>> start Selected passage

That might be the most accurate way of doing it.  Only thing to watch out for is wrap around... the counter is probably a 64 bit unsigned integer which would wrap back to zero after about 18 exabytes.


----------



## blumstng (Apr 8, 2010)

> Only thing to watch out for is wrap around... the counter is probably a 64 bit unsigned integer which would wrap back to zero after about 18 exabytes.


Though I don't expect this to be a problem, I have added a check to make sure of wrap around. Better to account for as many possibilities as you can.

Thanks for all the input.


----------



## phoenix (Apr 8, 2010)

Enable *bsnmpd* in /etc/rc.conf.

Edit /etc/snmpd.config to set the IP to listen on and the community string (password) to use.

Install the net-mgmt/bsnmp-ucd port, and enable the ucd-snmp module in /etc/snmpd.config.

Then use SNMP to query the diskIO* MIBs:  diskIONRead shows the number of bytes read, diskIONWritten shows the number of bytes written.

Use MRTG to poll it and generate pretty graphs.


----------



## vbelousov (Feb 27, 2012)

@phoenix

I've been used that sources (diskIONRead and diskIONWritten) to gather info for RRDTool and this is what I've got:

12 disks, stripe of two raidz2, 6 disks each.






4 disks, simple stripe.





4 disks, raidz1





All of them are very weird. It does not seem to be a Megabyte per second. I don't even have a clue what it can be. Maybe you can tell me - what does it mean?


----------



## vbelousov (Feb 29, 2012)

Okay... Doesn't matter. I will use collectd instead of SNMP.


----------

>> end Selected passage

→ **To do**:
a – Answer these questions about the forum thread on disk counters:
(i) What kind of number does the first post guess the counter is?
(ii) Which port should be installed?
(iii) What will vbelousov use instead of SNMP?
b – Revise the forum thread on disk counters from "Though I don't" up to and including "all the input.", putting "test" in place of "check".

>> start Data entries

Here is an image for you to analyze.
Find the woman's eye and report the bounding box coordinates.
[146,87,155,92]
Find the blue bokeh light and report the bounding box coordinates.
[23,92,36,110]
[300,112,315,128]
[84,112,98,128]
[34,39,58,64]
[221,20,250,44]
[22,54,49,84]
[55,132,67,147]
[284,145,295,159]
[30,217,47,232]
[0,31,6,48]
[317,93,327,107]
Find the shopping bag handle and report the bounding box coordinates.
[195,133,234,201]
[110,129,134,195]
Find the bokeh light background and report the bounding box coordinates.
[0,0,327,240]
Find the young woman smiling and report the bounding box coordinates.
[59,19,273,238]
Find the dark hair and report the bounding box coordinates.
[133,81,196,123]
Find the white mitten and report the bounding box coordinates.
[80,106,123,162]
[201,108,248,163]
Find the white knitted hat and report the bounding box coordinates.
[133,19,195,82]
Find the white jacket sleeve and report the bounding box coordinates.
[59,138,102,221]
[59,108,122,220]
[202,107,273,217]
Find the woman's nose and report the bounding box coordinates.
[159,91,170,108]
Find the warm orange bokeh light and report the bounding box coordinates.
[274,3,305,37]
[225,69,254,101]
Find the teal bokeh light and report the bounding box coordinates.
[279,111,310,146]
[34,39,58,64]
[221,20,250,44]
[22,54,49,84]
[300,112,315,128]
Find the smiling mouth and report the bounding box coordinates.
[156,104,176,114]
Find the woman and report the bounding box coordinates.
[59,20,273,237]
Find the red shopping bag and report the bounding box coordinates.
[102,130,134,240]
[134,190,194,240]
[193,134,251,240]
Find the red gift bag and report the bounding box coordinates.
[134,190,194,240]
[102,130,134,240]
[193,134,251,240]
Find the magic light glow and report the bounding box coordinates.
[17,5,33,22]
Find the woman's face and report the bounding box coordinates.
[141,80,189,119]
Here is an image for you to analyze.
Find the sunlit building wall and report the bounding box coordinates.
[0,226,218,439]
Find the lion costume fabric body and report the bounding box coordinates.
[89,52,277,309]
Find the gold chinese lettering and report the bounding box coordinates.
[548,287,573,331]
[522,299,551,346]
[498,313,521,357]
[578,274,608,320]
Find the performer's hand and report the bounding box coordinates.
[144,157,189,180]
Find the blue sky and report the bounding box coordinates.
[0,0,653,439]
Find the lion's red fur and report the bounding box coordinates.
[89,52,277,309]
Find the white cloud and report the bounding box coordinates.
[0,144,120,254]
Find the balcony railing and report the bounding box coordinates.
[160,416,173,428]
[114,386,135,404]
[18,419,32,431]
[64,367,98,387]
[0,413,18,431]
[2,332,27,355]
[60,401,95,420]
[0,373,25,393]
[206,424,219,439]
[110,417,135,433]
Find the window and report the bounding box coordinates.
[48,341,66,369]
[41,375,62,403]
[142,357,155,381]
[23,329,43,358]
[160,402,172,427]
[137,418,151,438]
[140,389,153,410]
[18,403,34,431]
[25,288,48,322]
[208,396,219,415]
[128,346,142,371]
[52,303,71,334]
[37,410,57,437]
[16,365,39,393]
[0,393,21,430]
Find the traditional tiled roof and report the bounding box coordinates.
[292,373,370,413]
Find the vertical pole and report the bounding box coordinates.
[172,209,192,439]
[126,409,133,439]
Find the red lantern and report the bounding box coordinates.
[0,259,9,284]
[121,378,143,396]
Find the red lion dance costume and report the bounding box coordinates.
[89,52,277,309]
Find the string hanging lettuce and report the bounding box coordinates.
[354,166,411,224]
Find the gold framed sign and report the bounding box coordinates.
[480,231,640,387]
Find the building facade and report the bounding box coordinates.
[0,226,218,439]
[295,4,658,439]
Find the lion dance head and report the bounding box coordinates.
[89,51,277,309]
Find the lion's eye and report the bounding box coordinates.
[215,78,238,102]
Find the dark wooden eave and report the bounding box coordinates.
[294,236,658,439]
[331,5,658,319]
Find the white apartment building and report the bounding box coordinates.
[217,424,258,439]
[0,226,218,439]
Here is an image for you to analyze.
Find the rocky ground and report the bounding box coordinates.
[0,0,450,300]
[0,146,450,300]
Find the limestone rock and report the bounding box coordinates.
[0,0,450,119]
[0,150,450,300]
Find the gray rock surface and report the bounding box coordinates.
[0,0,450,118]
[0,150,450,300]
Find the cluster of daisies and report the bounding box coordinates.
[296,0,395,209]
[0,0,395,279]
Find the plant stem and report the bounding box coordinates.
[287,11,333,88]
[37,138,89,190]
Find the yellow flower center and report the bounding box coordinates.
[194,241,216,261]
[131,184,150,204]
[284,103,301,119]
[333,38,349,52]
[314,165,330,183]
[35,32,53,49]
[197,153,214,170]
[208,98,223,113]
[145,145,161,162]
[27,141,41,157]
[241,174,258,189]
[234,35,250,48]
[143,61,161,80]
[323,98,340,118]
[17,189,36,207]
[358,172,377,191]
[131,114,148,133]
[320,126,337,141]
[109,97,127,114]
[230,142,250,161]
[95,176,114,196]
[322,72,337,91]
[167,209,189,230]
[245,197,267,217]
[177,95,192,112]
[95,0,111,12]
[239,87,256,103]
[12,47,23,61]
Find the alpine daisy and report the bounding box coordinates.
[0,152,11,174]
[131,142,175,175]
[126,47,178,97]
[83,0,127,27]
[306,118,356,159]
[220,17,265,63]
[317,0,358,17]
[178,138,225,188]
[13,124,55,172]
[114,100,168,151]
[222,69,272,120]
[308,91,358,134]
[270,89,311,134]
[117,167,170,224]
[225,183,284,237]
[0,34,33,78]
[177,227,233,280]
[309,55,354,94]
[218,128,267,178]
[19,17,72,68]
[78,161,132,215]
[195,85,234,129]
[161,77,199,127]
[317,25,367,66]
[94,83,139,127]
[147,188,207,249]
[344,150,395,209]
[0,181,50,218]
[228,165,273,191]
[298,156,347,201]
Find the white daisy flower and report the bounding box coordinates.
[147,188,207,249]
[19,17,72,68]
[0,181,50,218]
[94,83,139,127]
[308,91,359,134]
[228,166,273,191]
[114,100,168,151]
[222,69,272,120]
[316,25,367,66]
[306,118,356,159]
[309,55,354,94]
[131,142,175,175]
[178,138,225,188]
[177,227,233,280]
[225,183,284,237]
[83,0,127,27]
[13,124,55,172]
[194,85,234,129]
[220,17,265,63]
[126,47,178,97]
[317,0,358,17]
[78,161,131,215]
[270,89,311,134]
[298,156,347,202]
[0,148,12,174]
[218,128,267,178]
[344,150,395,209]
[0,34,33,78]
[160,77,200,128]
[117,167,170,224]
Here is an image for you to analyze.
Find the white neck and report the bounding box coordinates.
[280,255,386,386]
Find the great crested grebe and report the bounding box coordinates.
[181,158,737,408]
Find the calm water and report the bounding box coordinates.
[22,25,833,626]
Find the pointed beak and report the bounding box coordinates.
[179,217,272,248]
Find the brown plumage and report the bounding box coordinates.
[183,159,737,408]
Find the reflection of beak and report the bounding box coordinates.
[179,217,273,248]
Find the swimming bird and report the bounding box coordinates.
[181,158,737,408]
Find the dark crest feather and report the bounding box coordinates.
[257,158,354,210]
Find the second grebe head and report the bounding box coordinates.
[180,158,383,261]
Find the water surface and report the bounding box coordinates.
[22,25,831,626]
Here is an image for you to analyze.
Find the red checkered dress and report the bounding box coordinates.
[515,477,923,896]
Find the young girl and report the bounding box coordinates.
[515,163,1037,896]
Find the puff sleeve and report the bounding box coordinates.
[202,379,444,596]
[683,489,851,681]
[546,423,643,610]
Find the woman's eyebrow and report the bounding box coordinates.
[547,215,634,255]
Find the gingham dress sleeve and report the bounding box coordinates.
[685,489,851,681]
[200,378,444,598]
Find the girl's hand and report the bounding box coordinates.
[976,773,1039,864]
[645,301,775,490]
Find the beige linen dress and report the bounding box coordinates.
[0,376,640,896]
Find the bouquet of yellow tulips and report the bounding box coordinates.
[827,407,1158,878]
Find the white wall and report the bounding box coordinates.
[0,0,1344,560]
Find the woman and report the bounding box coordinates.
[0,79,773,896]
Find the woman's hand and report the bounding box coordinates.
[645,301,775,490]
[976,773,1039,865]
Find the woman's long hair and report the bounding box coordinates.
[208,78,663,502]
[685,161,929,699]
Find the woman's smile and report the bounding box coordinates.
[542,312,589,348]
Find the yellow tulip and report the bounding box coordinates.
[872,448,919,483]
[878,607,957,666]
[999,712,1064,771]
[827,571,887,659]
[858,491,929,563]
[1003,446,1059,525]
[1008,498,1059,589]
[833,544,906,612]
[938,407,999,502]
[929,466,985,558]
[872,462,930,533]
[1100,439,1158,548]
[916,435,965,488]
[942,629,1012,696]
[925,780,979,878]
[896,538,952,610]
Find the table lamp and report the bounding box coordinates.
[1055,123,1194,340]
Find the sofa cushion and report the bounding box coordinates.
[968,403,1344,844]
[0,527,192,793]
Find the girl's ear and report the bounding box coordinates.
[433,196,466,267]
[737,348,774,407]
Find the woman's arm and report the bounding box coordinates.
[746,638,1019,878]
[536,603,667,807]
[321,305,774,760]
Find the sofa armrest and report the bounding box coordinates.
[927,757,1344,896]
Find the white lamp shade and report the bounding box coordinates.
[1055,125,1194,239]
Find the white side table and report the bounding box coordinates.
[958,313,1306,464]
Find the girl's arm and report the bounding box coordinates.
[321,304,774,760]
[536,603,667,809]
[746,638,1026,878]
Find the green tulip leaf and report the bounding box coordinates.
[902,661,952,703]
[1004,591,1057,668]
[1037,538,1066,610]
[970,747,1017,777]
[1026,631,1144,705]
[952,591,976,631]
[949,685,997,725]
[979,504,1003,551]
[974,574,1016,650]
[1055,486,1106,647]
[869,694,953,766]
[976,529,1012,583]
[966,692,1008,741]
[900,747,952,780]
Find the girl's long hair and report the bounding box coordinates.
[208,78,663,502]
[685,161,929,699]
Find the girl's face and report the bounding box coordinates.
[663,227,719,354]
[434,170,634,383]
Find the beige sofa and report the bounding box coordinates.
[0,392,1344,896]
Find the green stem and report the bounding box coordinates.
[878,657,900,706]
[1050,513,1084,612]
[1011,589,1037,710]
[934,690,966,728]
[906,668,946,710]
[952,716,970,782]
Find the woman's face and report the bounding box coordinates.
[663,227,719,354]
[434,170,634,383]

>> end Data entries

→ **Answers below**:
a –
(i) A 64 bit unsigned integer.
(ii) The net-mgmt/bsnmp-ucd port.
(iii) collectd.

b –
Though I don't expect this to be a problem, I have added a test to make sure of wrap around. Better to account for as many possibilities as you can.

Thanks for all the input.